» Task requirements: Skip the pictures. Transcribe the rest of the data below without changing a word.

» Point-per-instance localization data:
>>>>

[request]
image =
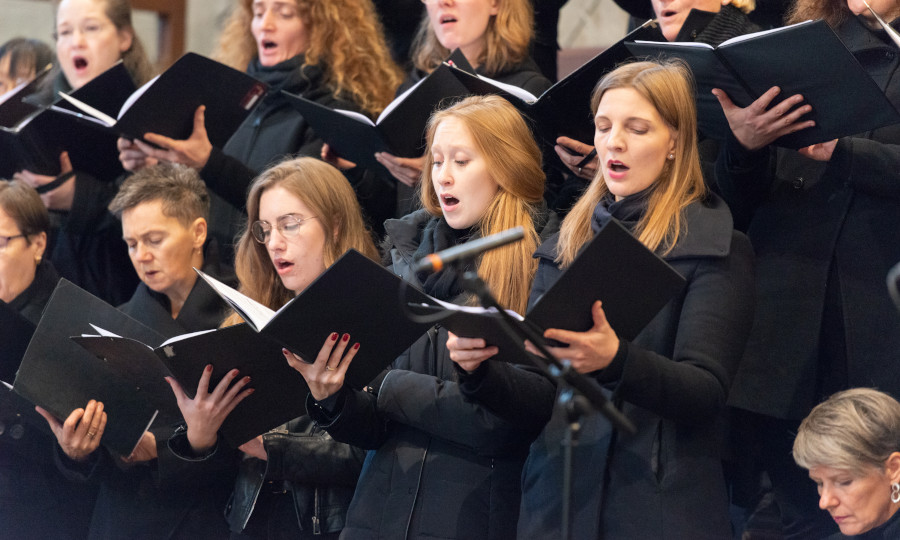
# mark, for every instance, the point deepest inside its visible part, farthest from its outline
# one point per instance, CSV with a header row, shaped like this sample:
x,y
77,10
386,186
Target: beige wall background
x,y
583,23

<<<<

» Expected output:
[request]
image =
# mark, for every instance, the point deepest inside its visible part, farthest from its outline
# one point per instance, CSV with a header row, shaped like this sample:
x,y
77,10
386,186
Target: beige wall background
x,y
583,23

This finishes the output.